Return the records exactly as they are.

Dataset content.
---+---

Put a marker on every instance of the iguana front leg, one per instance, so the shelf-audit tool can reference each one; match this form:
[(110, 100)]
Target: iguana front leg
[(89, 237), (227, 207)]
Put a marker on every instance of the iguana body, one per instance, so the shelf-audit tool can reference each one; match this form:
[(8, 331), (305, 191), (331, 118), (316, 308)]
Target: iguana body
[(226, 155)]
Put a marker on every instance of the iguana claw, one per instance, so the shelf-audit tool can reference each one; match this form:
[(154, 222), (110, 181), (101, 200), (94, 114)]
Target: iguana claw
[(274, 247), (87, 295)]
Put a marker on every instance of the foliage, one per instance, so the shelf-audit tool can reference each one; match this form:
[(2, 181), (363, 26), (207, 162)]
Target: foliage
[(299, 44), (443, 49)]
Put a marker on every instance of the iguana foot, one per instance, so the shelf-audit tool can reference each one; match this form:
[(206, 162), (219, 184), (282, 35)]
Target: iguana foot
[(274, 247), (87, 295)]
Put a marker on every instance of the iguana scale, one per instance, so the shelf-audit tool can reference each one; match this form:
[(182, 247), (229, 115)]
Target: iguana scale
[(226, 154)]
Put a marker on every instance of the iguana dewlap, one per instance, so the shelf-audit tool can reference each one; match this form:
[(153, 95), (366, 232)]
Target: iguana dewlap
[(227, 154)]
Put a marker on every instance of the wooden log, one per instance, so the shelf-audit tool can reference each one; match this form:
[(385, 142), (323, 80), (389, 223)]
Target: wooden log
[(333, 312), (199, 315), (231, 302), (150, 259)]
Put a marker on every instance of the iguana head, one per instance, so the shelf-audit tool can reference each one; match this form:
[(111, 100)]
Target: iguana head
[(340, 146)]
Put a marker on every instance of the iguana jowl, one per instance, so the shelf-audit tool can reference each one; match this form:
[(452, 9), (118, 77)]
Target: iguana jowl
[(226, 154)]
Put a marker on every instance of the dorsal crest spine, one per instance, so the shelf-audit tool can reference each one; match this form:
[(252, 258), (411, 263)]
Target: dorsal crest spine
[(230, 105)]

---+---

Full answer.
Put a marker on every instance of the iguana front leg, one per instance, so the shelf-audit tool can reference each one; match this form:
[(110, 100)]
Target: iguana front leg
[(89, 237), (227, 207)]
Put a marker on every instance of the iguana body, one per instance, so the shelf-audit tool can reference each one; match this form:
[(8, 331), (305, 191), (331, 118), (316, 308)]
Target: iguana body
[(226, 155)]
Put a marker on every instance of the iguana claw, one per instance, so the shelf-audit tool can reference each one; match this form:
[(154, 222), (110, 181), (101, 200), (94, 114)]
Target: iguana claw
[(274, 247), (87, 295)]
Put a marker on every instance of the foliage, one per instance, so the shelf-audit tool can reference each one; match this form:
[(2, 181), (363, 26), (207, 162)]
Target: foliage
[(299, 44), (443, 49)]
Put a marker on every instance of the iguana foot, one per instance, so the shelf-audit tool can reference each one; match this form:
[(206, 162), (219, 184), (282, 35)]
Target: iguana foot
[(274, 247), (87, 295)]
Put a marker on every instance of the iguana scale, one per instance, so the shelf-audit tool can reference each one; match this form:
[(182, 247), (229, 115)]
Target: iguana scale
[(226, 154)]
Put a marker on every instance of the iguana dewlap, one per instance, so the shelf-audit tool can reference each one; match this form:
[(153, 95), (366, 232)]
Target: iguana dewlap
[(227, 154)]
Put a marker on every instance of the wooden log, one per instance, so the shelf-audit tool can reference each one; match this form:
[(385, 142), (323, 80), (389, 223)]
Target: wooden log
[(333, 312), (199, 315), (231, 302), (150, 259)]
Put a marker on every instance of the iguana head, one per instance, so the shelf-audit tool can reference each one; match this form:
[(111, 100)]
Target: iguana head
[(340, 146)]
Put a marker on every instance of the iguana jowl, one per instance, so the shelf-audit tool can reference each one; match this form:
[(452, 9), (118, 77)]
Target: iguana jowl
[(226, 154)]
Put a marker on every instance of the dorsal crest spine, one per instance, so the shelf-audit tool can reference each one; match this form:
[(252, 258), (411, 263)]
Target: dorsal crest spine
[(230, 105)]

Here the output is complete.